• **Exercise tasks**
(a) Answer these from the Newtown tolls text:
(i) When was the resolution approved?
(ii) Which four places does the resolution name for existing traffic congestion?
(iii) To whom is the resolution being sent?
(b) Write out the Newtown tolls text from "The resolution approved" up to and including "a competitive disadvantage.", swapping "retailers" for "stores".

• **Document excerpt**
★ ★ ★ ★ ★ ★ ★

The resolution approved Wednesday night says they are concerned about the unintended consequences of shifting a significant amount of traffic on Newtown's roads as drivers attempt to avoid the cost burden. The Legislative Council is specifically concerned about the dramatic increase in the number of tractor-trailer trucks and heavy duty trucks on local roads, the damage to the roads, the cost to the town for repairs and the financial burden on Newtown residents.
The resolution points to the existing traffic congestion in Sandy Hook Center, around Exit 11, by Newtown High School and Church Hill Road. They also point to safety concerns of increased local traffic potentially delaying emergency personnel. The Council is concerned that it would discourage retailers and shopping, putting the local businesses at a competitive disadvantage.
The town's delegation has expressed bipartisan opposition to tolls. The resolution is being sent to the Governor and the state legislature.
A bipartisan group of legislators is supporting a bill that prohibits employers from asking the age, date of birth, or graduation dates of job applicants, unless a particular age is a bona fide occupational qualification.

★ ★ ★ ★ ★ ★ ★

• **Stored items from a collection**
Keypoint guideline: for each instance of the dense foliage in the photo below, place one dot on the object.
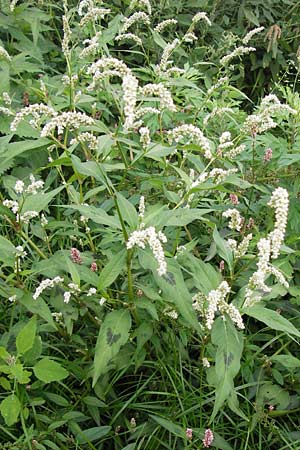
(149, 271)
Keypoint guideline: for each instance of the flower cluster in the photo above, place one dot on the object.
(164, 62)
(262, 120)
(217, 85)
(267, 248)
(161, 92)
(216, 112)
(92, 45)
(130, 87)
(129, 37)
(66, 36)
(215, 301)
(141, 4)
(34, 186)
(86, 138)
(145, 136)
(236, 221)
(164, 24)
(139, 17)
(251, 33)
(4, 54)
(201, 16)
(154, 240)
(45, 284)
(239, 51)
(93, 15)
(36, 110)
(280, 202)
(75, 256)
(208, 438)
(71, 120)
(239, 250)
(106, 67)
(193, 134)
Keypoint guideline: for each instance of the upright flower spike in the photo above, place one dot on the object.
(280, 202)
(149, 236)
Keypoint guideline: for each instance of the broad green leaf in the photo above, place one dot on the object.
(114, 332)
(17, 148)
(205, 276)
(47, 370)
(274, 394)
(39, 202)
(223, 248)
(92, 169)
(130, 446)
(7, 252)
(173, 286)
(97, 215)
(112, 269)
(26, 337)
(92, 434)
(4, 353)
(288, 361)
(181, 217)
(22, 376)
(272, 319)
(229, 350)
(128, 211)
(38, 307)
(71, 267)
(10, 409)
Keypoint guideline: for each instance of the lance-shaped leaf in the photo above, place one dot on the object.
(273, 319)
(229, 351)
(114, 333)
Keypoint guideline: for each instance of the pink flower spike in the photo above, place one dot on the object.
(189, 433)
(208, 438)
(234, 199)
(75, 256)
(268, 154)
(94, 267)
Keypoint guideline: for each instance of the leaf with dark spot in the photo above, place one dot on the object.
(112, 338)
(228, 358)
(169, 277)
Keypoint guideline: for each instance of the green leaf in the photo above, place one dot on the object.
(205, 276)
(128, 211)
(26, 337)
(173, 286)
(47, 370)
(7, 252)
(10, 409)
(114, 333)
(39, 202)
(181, 217)
(223, 248)
(92, 434)
(4, 353)
(229, 351)
(288, 361)
(112, 269)
(92, 169)
(272, 319)
(17, 148)
(38, 307)
(97, 215)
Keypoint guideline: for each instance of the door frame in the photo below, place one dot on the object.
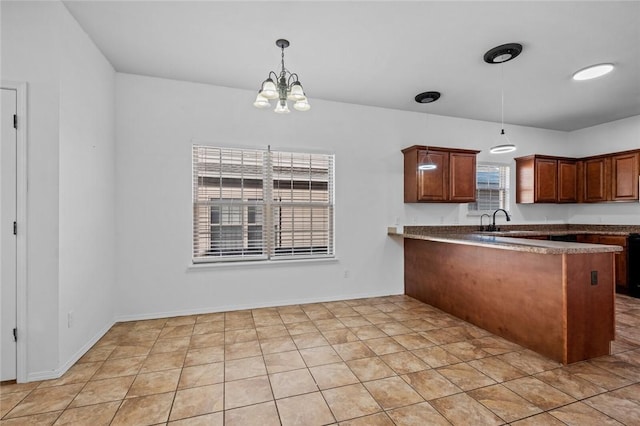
(21, 218)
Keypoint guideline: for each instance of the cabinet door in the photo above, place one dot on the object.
(567, 181)
(624, 177)
(595, 180)
(546, 180)
(462, 177)
(433, 184)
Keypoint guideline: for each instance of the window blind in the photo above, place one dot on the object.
(492, 187)
(256, 204)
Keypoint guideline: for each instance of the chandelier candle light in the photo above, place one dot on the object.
(500, 55)
(283, 87)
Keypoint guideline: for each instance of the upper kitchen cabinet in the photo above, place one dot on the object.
(546, 179)
(624, 176)
(601, 178)
(439, 175)
(612, 177)
(596, 179)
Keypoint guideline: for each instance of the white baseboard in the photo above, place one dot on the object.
(58, 372)
(227, 308)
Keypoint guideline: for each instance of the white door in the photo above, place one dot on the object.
(7, 235)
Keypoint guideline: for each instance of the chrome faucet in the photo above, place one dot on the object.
(481, 217)
(492, 227)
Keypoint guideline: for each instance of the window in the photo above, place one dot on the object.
(261, 205)
(492, 188)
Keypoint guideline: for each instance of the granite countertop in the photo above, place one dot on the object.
(516, 244)
(506, 239)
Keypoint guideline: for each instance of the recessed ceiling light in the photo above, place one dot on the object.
(427, 97)
(593, 71)
(503, 53)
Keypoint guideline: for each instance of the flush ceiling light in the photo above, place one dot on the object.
(500, 55)
(283, 87)
(594, 71)
(427, 98)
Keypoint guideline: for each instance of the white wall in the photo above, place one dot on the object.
(620, 135)
(70, 195)
(30, 53)
(87, 191)
(157, 120)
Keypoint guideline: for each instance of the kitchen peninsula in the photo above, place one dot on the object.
(554, 297)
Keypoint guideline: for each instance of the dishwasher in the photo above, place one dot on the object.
(634, 265)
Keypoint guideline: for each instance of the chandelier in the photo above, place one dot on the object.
(283, 87)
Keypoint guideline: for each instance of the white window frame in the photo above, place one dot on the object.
(301, 202)
(504, 188)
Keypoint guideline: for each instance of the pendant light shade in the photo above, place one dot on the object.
(269, 90)
(282, 108)
(503, 146)
(296, 93)
(302, 105)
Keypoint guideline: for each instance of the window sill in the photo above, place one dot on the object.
(258, 263)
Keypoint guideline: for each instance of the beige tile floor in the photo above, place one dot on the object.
(379, 361)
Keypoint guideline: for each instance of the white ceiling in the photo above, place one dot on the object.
(384, 53)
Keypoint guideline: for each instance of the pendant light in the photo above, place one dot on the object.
(500, 55)
(427, 98)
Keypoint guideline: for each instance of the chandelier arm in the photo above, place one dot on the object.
(295, 78)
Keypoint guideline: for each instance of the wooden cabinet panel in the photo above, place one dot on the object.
(596, 180)
(546, 179)
(546, 189)
(453, 179)
(462, 177)
(621, 258)
(433, 184)
(624, 177)
(525, 180)
(567, 181)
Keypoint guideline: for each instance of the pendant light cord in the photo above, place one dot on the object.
(502, 93)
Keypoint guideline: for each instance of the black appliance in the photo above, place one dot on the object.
(634, 265)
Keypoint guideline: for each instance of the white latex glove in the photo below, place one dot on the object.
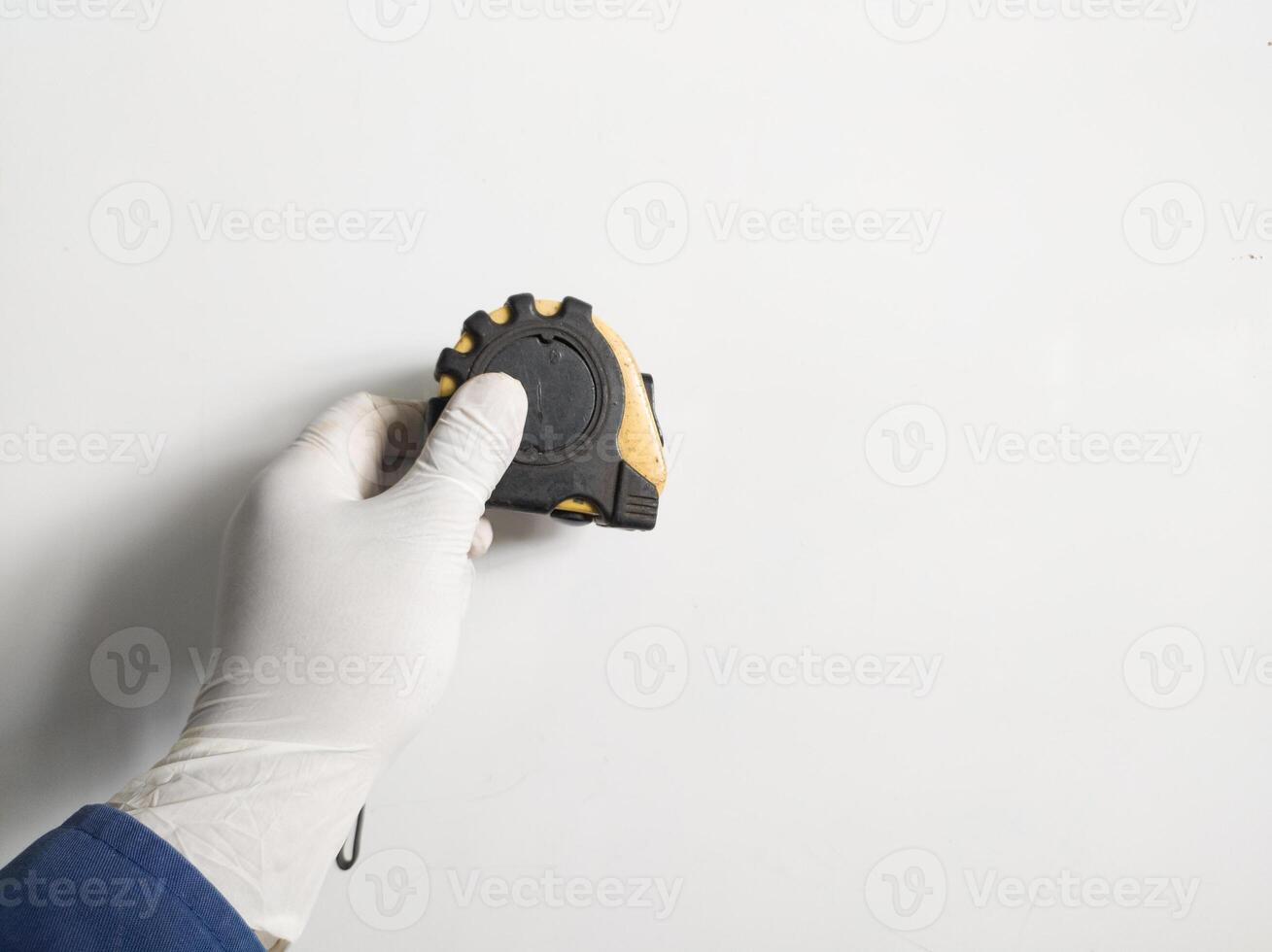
(338, 619)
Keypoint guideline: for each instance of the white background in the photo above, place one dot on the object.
(1037, 305)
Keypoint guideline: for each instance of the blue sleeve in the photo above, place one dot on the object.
(102, 882)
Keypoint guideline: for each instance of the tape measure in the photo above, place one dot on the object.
(592, 450)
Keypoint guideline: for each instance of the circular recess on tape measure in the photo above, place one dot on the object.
(560, 391)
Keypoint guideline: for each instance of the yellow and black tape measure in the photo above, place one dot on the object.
(592, 449)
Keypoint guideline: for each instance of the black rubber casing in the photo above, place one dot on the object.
(576, 396)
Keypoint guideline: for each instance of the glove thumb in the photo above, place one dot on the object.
(465, 456)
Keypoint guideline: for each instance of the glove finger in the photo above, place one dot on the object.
(467, 454)
(482, 538)
(361, 446)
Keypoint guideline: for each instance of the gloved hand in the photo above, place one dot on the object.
(337, 625)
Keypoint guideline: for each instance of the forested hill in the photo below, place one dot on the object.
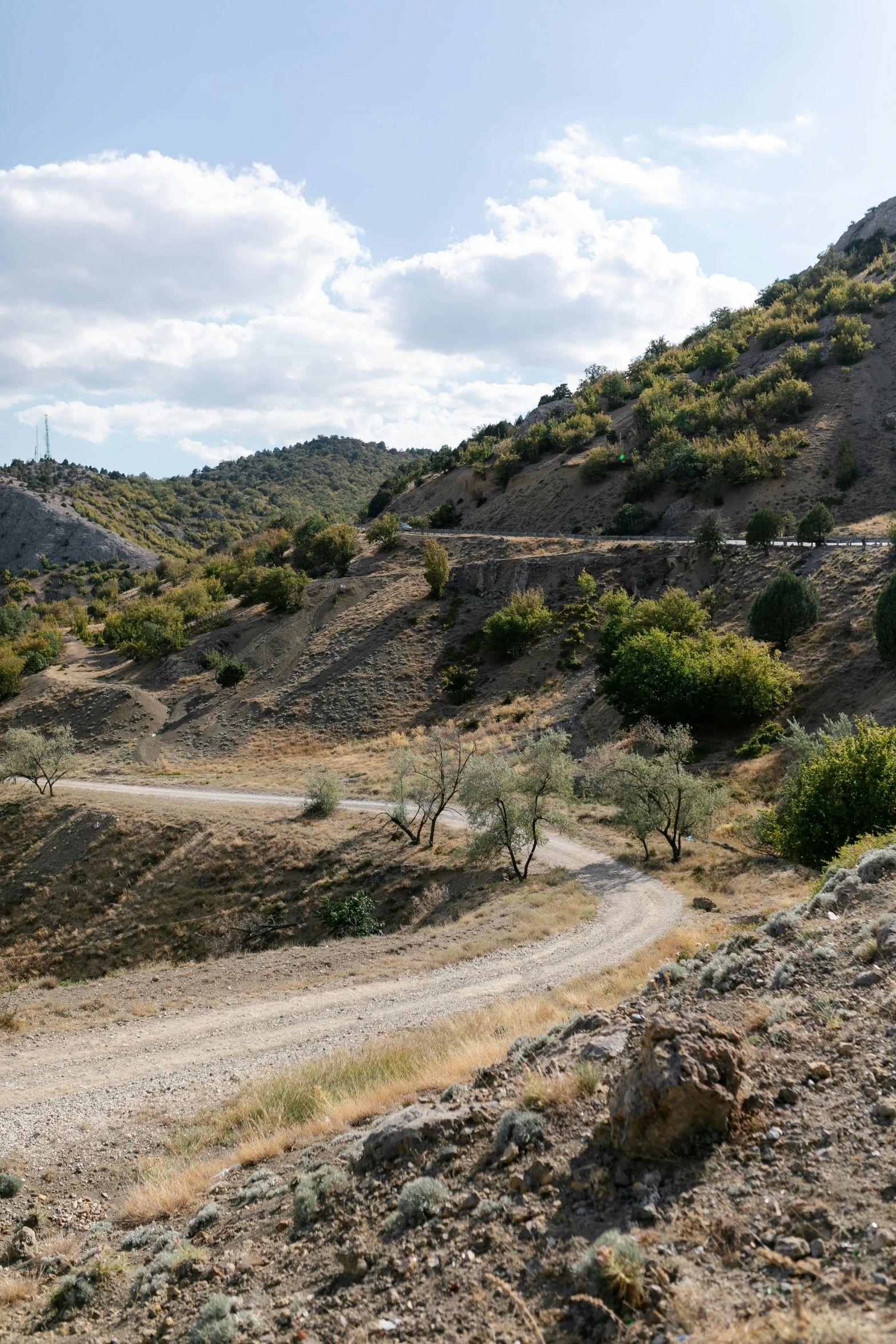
(214, 506)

★ ★ ★ ★ ★ ★ ★

• **Expected results**
(a)
(i) Wednesday night
(ii) Sandy Hook Center, around Exit 11, by Newtown High School, and Church Hill Road
(iii) The Governor and the state legislature

(b)
The resolution approved Wednesday night says they are concerned about the unintended consequences of shifting a significant amount of traffic on Newtown's roads as drivers attempt to avoid the cost burden. The Legislative Council is specifically concerned about the dramatic increase in the number of tractor-trailer trucks and heavy duty trucks on local roads, the damage to the roads, the cost to the town for repairs and the financial burden on Newtown residents.
The resolution points to the existing traffic congestion in Sandy Hook Center, around Exit 11, by Newtown High School and Church Hill Road. They also point to safety concerns of increased local traffic potentially delaying emergency personnel. The Council is concerned that it would discourage stores and shopping, putting the local businesses at a competitive disadvantage.